(TRY IT) Filter the records below, keeping only lines with the string "instance".

- Opening Delimiter -

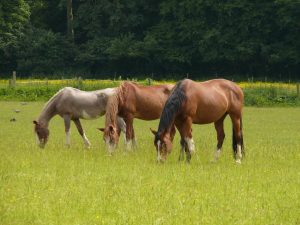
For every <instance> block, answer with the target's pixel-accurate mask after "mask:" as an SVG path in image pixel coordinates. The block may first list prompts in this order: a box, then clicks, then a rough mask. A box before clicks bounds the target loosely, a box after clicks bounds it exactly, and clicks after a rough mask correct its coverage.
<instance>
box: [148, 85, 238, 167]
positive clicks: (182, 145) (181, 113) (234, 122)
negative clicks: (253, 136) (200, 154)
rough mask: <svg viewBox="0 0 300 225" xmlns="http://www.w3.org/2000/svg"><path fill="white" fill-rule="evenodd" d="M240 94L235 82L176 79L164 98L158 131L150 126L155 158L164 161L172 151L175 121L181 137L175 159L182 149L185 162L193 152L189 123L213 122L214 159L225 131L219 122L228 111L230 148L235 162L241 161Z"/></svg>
mask: <svg viewBox="0 0 300 225" xmlns="http://www.w3.org/2000/svg"><path fill="white" fill-rule="evenodd" d="M243 101H244V95H243V91H242V90H241V88H240V87H238V86H237V85H236V84H235V83H233V82H231V81H228V80H224V79H216V80H209V81H206V82H194V81H192V80H189V79H185V80H182V81H180V82H178V83H177V84H176V86H175V88H174V90H173V91H172V93H171V95H170V97H169V98H168V100H167V102H166V104H165V107H164V109H163V112H162V115H161V118H160V122H159V126H158V131H154V130H152V129H151V131H152V133H153V134H154V135H155V139H154V145H155V147H156V150H157V160H158V161H165V160H166V158H167V155H168V154H169V153H171V150H172V139H173V138H172V133H173V131H172V129H173V126H174V124H175V126H176V128H177V129H178V131H179V133H180V136H181V140H180V144H181V151H180V156H179V160H182V159H183V157H184V151H185V152H186V156H187V161H188V162H190V160H191V154H192V153H193V152H194V151H195V145H194V141H193V138H192V124H193V123H194V124H208V123H214V125H215V129H216V131H217V140H218V143H217V149H216V152H215V159H216V160H217V159H218V158H219V155H220V153H221V149H222V145H223V141H224V138H225V133H224V129H223V121H224V119H225V117H226V116H227V115H228V114H229V116H230V118H231V121H232V127H233V134H232V147H233V152H234V156H235V160H236V162H237V163H241V159H242V155H243V154H244V144H243V134H242V108H243Z"/></svg>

- Closing Delimiter -

(ANSWER BOX)
For every <instance> block, answer with the target's pixel-accurate mask after "mask:" as an SVG path in image pixel coordinates. The block may first list prompts in this order: a box, then clicks, then a rough mask. A box before clicks bounds the target loosely, a box after clicks bounds it exactly, and clicks after a rough mask correct its coverage.
<instance>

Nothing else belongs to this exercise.